# TEXTO A LER
________
Posted: 19 Jul 2018 09:06 AM PDT

No seguimento do chamado «caso República», depois de muitas peripécias, o jornal saiu para a rua em 10 de Julho de 1975, com o nome de um director nomeado pelo MFA (e não com o de Raul Rego). Os ministros socialistas que faziam parte do IV Governo Provisório (Mário Soares, Salgado Zenha e Almeida Santos) pediram a demissão, e foram seguidos pelos do PSD, o que provocou a queda do Governo e a sua substituição pelo seguinte – o quinto e último presidido por Vasco Gonçalves –, que tomou posse em 8 de Agosto.

Entretanto, no dia 19 de Julho, o PS organizou a famosa manifestação da Fonte Luminosa – marco importante na história daquele Verão quente de 1975.

Foi António Guterres que organizou o comício, no qual discursaram vários dirigentes socialistas, sendo Salgado Zenha o penúltimo e Mário Soares a encerrar, com um discurso violentíssio contra o PCP e o governo de Vasco Gonçalves. Alguns excertos desse discurso (tirados de O Portal da História).

«O dia de hoje foi um dia grave na história do nosso povo. Depois de uma campanha alarmista de boatos sem precedentes, de uma ‘intentona’ artificial, de uma falsa conjura com intenção de enganar o povo; depois disso, organizaram-se barreiras para impedir que o povo dos arredores de Lisboa, deputações do povo de Portugal viesse aqui manifestar-se livremente, em favor da liberdade, da democracia, do socialismo. (...)


É uma cúpula de paranóicos, a direcção do PCP. É uma cúpula de irresponsáveis a dos dirigentes da Intersindical, que não representam o povo português. E as Forças Armadas, dando cobertura a esses irresponsáveis, indo acreditar que havia uma marcha sobre Lisboa, que nunca existiu – que só existiu na cabeça desses paranóicos – constituíram também graves responsabilidades. (...)
________
# INFORMAÇÃO FORNECIDA

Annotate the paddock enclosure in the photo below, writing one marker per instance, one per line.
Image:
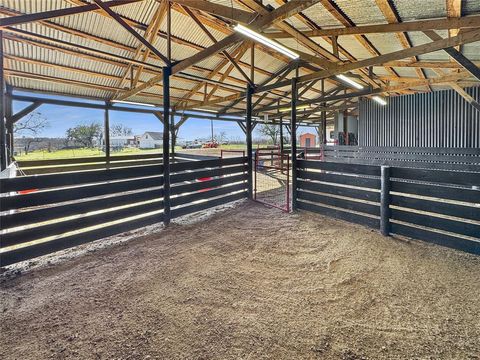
(337, 218)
________
# INSTRUÇÃO
Por favor, responda a estas perguntas sobre o texto acerca da manifestação da Fonte Luminosa:
(a) Em que data saiu o jornal para a rua?
(b) Que partido organizou a manifestação de 19 de Julho?
(c) Quem discursou em penúltimo lugar no comício?
O material provém de outra fonte.

# RESULTADO DA TAREFA
(a) Em 10 de Julho de 1975.
(b) O PS.
(c) Salgado Zenha.